▸ **Tasks to carry out**:
(1) In the Cablevision filing, what cash price per share did the Dolan Family Group propose to pay?
(2) Explain why, according to the Cablevision filing, the Board of Directors appointed a special transaction committee on October 9, 2006.

▸ **Text to read**:
• • • • • • •

8-K 1 sc0157.htm Form 8-K

SECURITIES AND EXCHANGE COMMISSION
Washington, D.C. 20549


FORM 8-K


CURRENT REPORT

Pursuant to Section 13 or 15(d) of the
Securities Exchange Act of 1934

Date of Report (Date of earliest event reported):
October 8, 2006

CABLEVISION SYSTEMS CORPORATION
(Exact Name of Registrant as Specified in its Charter)

Delaware
(State of Incorporation)

No. 1-14764 No. 11-3415180
(Commission File Number) (IRS Employer
Identification Number)

CSC HOLDINGS, INC.
(Exact Name of Registrant as Specified in its Charter)

Delaware
(State of Incorporation)

No. 1-9046 No. 11-2776686
(Commission File Number) (IRS Employer
Identification Number)

1111 Stewart Avenue, Bethpage, New York 11714
(Address of principal executive offices)

Registrant’s telephone number, including area code:
(516) 803-2300

Check the appropriate box below if the Form 8-K filing is intended to simultaneously satisfy the filing obligation of the registrant under any of the following provisions (see General Instruction A.2. below):

[_]   Written communications pursuant to Rule 425 under the Securities Act (17 CFR 230.425)
[_]   Soliciting material pursuant to Rule 14a-12 under the Exchange Act (17 CFR 240.14a-12)
[_]   Pre-commencement communications pursuant to Rule 14d-2(b) under the Exchange Act (17 CFR 240.14d-2(b))
[_]   Pre-commencement communications pursuant to Rule 13e-4(c) under the Exchange Act (17 CFR 240.13e-4(c))
ITEM 8.01 OTHER EVENTS.

        On October 8, 2006, Cablevision Systems Corporation (“Cablevision”) received a letter from Charles F. Dolan and James L. Dolan, on behalf of members of the Dolan Family Group, proposing to acquire, at a purchase price of $27.00 per share in cash, all of the outstanding shares of common stock of Cablevision, except for the shares held by the Dolan Family Group. A copy of the letter from the Dolan Family Group is attached hereto as Exhibit 99.1.

        On October 9, 2006, Cablevision’s Board of Directors appointed a special transaction committee, which consists of Thomas V. Reifenheiser and Vice Admiral John R. Ryan USN (Ret.), to evaluate and act on the proposal from the Dolan Family Group. The special transaction committee intends to proceed in a deliberate and timely manner. There can be no assurance that any agreement on financial and other terms satisfactory to the special transaction committee will result from the committee’s evaluation or negotiation of the proposal or that any corporate transaction recommended by the special transaction committee will be completed.

• • • • • • •

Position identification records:
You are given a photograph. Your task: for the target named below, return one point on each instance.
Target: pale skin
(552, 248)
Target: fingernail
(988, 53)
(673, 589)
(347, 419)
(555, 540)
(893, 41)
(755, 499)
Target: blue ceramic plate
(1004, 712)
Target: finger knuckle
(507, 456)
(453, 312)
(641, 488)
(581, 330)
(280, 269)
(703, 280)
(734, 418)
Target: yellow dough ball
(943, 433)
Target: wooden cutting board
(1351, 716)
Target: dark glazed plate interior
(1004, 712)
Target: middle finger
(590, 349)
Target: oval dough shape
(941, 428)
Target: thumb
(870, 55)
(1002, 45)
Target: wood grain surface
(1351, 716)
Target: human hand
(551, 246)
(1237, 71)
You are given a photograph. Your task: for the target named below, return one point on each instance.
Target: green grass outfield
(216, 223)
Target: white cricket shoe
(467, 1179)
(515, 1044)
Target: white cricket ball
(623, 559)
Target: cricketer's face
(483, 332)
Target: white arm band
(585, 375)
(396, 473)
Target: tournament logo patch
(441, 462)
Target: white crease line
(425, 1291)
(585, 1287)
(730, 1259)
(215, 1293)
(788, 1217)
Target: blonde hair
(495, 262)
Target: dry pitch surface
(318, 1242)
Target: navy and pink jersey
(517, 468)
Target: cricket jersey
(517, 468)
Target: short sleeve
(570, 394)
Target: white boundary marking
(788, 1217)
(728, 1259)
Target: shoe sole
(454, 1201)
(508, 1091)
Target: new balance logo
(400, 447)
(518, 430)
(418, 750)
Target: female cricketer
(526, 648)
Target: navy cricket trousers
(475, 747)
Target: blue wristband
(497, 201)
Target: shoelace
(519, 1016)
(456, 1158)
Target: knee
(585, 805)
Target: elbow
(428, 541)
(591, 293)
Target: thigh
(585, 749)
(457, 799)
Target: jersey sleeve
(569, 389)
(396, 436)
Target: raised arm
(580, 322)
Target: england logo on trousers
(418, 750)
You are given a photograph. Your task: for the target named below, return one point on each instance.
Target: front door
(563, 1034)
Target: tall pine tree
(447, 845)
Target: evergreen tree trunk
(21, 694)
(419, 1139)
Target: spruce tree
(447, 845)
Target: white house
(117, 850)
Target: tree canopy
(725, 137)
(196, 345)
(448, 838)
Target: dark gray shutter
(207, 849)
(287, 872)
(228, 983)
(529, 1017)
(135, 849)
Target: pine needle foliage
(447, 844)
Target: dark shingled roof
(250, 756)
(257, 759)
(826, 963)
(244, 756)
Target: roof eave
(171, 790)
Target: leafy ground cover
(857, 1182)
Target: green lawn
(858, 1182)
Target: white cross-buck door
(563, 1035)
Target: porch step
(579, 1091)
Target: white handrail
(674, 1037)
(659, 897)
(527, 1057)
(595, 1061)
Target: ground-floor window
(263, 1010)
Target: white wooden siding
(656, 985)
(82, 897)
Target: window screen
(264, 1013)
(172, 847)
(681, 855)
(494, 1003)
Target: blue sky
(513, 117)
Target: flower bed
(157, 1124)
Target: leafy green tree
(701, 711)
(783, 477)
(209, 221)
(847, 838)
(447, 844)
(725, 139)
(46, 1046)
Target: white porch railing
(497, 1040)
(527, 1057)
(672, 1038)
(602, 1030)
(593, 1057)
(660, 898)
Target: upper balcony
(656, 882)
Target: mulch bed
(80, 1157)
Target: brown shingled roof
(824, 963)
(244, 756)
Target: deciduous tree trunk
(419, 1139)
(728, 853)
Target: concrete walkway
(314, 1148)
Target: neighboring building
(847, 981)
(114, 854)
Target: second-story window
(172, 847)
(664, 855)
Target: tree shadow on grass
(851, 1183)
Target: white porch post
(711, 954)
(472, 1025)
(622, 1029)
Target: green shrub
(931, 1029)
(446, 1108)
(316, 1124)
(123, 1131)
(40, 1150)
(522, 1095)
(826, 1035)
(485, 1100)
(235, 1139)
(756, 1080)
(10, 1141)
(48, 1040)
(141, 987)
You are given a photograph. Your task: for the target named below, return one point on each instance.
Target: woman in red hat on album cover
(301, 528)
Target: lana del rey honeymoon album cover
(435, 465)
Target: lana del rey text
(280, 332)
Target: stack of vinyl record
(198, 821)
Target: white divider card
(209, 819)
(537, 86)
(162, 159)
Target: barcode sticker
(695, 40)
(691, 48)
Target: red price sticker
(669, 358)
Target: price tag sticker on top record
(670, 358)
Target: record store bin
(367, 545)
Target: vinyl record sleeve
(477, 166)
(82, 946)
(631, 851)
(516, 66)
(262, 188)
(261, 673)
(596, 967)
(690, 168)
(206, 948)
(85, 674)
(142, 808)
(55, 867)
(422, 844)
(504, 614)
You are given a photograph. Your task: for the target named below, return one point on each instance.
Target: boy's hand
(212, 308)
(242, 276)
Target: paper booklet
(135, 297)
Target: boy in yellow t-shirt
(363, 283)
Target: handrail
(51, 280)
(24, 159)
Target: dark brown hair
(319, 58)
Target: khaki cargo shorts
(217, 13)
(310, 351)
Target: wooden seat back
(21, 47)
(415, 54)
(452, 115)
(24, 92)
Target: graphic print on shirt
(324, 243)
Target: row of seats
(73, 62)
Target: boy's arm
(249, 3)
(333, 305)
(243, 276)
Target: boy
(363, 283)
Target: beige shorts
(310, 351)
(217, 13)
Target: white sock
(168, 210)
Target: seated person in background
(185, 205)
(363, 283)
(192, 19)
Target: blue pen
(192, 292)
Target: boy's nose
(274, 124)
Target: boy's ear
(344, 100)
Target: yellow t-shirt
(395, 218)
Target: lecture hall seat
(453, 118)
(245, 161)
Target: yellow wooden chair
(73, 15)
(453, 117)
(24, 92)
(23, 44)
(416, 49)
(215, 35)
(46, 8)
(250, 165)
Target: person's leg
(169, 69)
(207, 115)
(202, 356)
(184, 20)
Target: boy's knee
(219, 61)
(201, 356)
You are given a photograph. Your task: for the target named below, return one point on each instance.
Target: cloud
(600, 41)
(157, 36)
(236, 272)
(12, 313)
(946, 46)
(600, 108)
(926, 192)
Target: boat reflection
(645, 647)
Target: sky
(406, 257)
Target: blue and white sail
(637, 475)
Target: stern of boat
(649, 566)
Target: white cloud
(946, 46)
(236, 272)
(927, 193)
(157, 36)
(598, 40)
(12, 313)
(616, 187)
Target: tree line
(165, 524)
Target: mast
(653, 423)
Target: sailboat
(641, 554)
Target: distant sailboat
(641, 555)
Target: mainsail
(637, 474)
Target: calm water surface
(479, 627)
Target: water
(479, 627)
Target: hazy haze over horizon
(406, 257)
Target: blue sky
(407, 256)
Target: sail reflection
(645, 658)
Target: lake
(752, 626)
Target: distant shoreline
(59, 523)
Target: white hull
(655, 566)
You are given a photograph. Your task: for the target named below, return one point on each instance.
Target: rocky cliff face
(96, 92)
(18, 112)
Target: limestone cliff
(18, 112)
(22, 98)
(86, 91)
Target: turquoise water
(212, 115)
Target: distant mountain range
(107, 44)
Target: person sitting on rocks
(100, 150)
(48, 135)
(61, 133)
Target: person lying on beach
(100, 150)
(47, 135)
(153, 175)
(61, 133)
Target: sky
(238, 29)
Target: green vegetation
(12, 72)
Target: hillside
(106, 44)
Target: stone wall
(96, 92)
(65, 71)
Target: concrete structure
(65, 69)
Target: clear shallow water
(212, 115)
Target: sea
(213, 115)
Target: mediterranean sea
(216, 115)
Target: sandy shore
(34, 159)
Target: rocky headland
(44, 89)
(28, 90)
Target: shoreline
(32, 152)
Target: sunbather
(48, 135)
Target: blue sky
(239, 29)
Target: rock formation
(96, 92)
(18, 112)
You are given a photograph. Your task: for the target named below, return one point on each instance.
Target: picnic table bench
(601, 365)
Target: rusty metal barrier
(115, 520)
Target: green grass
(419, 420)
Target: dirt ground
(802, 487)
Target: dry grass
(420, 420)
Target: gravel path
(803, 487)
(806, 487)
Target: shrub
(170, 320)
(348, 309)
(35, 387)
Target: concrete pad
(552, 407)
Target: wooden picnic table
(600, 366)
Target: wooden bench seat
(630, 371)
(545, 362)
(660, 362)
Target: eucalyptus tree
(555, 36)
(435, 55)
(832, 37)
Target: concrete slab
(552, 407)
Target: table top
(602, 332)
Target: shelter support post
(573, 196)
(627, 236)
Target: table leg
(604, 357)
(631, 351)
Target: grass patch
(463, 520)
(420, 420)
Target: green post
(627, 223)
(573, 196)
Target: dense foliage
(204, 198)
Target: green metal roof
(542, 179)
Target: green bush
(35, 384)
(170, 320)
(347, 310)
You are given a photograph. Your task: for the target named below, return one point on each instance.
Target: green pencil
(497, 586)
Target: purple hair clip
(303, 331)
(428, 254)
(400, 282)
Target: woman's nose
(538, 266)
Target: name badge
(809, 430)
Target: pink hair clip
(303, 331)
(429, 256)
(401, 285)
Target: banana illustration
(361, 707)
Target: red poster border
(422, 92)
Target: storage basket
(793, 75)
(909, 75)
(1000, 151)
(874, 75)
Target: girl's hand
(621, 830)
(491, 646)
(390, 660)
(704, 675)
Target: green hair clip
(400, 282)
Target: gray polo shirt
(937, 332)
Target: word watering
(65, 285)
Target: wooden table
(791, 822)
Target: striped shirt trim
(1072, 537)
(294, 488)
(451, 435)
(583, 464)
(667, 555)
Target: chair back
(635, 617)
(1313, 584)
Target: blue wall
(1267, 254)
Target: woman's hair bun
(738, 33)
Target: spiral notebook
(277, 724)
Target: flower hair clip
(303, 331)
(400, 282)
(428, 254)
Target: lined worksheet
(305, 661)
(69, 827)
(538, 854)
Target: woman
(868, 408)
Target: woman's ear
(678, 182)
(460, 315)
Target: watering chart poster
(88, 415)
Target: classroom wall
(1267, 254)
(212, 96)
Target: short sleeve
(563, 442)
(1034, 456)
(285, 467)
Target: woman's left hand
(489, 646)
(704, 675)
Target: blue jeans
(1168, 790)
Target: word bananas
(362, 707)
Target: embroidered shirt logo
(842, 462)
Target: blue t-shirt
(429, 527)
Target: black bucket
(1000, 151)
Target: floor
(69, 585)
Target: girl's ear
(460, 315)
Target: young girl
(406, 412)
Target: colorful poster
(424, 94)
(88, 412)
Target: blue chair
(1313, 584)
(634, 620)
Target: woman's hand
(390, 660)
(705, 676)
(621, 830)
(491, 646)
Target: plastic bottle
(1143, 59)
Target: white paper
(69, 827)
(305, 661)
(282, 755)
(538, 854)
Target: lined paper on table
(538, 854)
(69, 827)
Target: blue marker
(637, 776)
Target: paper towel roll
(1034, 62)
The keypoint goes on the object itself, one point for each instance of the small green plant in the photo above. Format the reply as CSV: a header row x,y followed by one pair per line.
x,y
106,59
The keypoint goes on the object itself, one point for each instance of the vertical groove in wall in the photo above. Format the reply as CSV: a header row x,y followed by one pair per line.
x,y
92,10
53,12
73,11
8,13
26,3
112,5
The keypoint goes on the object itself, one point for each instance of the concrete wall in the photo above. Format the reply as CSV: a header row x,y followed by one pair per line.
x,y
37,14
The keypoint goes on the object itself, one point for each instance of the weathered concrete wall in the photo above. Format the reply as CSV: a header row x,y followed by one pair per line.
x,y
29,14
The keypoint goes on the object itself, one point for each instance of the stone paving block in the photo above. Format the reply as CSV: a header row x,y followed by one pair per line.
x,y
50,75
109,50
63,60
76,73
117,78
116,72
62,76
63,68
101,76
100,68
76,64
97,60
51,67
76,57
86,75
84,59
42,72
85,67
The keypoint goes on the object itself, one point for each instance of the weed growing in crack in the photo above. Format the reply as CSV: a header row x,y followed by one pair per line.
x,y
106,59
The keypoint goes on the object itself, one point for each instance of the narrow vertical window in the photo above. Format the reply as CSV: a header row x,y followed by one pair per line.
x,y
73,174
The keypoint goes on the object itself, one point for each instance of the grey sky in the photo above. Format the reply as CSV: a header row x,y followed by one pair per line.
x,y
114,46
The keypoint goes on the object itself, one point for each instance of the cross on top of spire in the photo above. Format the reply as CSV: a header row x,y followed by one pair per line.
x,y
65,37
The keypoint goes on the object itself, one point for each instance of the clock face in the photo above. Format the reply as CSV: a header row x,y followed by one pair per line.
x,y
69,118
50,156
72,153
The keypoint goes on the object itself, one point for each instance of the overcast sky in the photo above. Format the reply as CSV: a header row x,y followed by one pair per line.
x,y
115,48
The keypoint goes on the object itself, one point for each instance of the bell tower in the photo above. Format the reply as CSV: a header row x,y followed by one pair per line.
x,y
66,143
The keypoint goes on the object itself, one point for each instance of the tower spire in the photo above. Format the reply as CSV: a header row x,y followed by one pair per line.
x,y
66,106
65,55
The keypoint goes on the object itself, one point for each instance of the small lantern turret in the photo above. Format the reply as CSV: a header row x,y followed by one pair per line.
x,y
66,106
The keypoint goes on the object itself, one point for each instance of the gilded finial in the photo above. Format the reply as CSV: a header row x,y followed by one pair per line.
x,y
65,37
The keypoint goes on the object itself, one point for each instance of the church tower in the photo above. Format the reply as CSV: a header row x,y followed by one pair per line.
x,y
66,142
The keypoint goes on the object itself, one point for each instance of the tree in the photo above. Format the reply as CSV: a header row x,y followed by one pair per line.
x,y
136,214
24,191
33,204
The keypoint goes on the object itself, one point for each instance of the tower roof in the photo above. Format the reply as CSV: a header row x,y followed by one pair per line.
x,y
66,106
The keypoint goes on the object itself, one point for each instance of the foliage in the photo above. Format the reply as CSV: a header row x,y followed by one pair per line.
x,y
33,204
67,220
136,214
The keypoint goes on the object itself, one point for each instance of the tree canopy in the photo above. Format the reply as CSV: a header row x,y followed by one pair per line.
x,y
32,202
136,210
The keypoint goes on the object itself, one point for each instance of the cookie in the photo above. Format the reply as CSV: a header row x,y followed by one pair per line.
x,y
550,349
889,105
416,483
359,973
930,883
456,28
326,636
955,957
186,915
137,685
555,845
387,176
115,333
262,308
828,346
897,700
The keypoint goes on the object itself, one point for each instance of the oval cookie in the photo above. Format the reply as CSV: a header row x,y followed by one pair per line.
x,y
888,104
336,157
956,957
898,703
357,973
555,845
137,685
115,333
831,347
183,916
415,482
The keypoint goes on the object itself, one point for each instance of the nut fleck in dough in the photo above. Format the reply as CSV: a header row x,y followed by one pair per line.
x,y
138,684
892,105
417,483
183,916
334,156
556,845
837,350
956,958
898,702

• • • • • • •

▸ **Answers in order**:
(1) $27.00 per share in cash.

(2) The Board appointed the committee to evaluate and act on the Dolan Family Group's proposal. That proposal offered to acquire, at $27.00 per share in cash, all outstanding shares of Cablevision common stock except those held by the Dolan Family Group.